§ **GOAL OF THE EXERCISE**: Can you reproduce the data beneath, keeping every line exact?

Point localization data
== Segment start ==

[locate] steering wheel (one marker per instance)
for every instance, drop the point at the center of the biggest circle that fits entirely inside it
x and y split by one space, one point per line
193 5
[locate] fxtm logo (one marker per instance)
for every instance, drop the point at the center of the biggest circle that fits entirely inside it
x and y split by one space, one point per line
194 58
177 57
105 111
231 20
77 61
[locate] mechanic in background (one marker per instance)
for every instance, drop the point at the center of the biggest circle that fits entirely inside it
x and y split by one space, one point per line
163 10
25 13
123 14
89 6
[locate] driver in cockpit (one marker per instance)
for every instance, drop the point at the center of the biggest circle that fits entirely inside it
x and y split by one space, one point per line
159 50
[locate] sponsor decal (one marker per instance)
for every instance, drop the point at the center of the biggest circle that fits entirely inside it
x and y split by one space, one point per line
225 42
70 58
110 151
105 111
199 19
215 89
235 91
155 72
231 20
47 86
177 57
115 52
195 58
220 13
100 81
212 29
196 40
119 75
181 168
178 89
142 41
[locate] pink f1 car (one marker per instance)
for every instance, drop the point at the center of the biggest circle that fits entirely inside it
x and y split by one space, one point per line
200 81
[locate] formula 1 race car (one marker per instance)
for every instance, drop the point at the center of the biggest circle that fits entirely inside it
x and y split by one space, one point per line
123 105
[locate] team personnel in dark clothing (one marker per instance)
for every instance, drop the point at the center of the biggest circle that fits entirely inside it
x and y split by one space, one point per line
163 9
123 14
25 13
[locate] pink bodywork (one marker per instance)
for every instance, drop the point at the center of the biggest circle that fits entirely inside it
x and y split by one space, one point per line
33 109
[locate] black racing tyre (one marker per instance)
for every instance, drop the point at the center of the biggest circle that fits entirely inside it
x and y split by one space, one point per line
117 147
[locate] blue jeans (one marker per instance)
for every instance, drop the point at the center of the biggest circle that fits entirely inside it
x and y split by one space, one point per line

== Segment end ==

§ **SOLUTION**:
[locate] steering wheel (one marker per instance)
for every instance, drop the point at the center of the biggest circle that fits entirely inside it
x and y split by one space, one point per line
193 5
[locate] fxtm logo (one marker per instance)
for every instance, drop the point at the center of the biggest circle that fits entirely inside it
x and y split by one space, one point per line
194 58
177 57
105 111
231 20
77 61
[locate] mechanic in background (one marker per instance)
for every instance, drop the point at the center of the biggest circle that fits entirely inside it
x and y split by one space, one point per line
163 10
25 13
123 14
89 6
[locate] driver in cockpit (one marker per instance)
for every instance, drop the point at the center of the biggest circle that fits entirely inside it
x and y split by one space, one point per line
159 50
[locate] sponsor decal (one marker per instance)
for every instance, drop the point at the center of the biggest circle that fits entirely inside it
x and y split by one space, one point per line
225 42
70 58
110 151
105 111
199 19
215 89
235 91
155 72
231 20
47 86
177 57
115 52
195 58
220 13
100 81
212 29
196 40
119 75
181 168
178 89
142 41
[locate] pink f1 car (one marker per instance)
for every instance, drop the point at the center of the biggest circle that fits entirely inside it
x and y split by one space, one point per line
200 81
[locate] formula 1 race car (one marker per instance)
for every instance, drop the point at the center of the biggest circle that fits entirely inside it
x and y split by one space, one point per line
123 105
[locate] team personnel in dark clothing (one marker per instance)
for every instance, drop the point at the center of the biggest circle that fits entirely inside it
x and y split by one space, one point per line
163 9
123 14
25 13
[locate] pink bodywork (one marker per instance)
for every instance, drop the point at the center of the biggest circle that fits entirely inside it
x and y split by one space, one point per line
33 109
[locate] black racing tyre (one marker per instance)
for every instance, drop the point at the center of the biggest circle that fits entirely inside it
x and y split by one space, one point per line
117 147
[locate] blue jeans (one marker per instance)
for every instance, drop the point at the center of the biggest circle that fits entirely inside it
x and y split by one space, one point per line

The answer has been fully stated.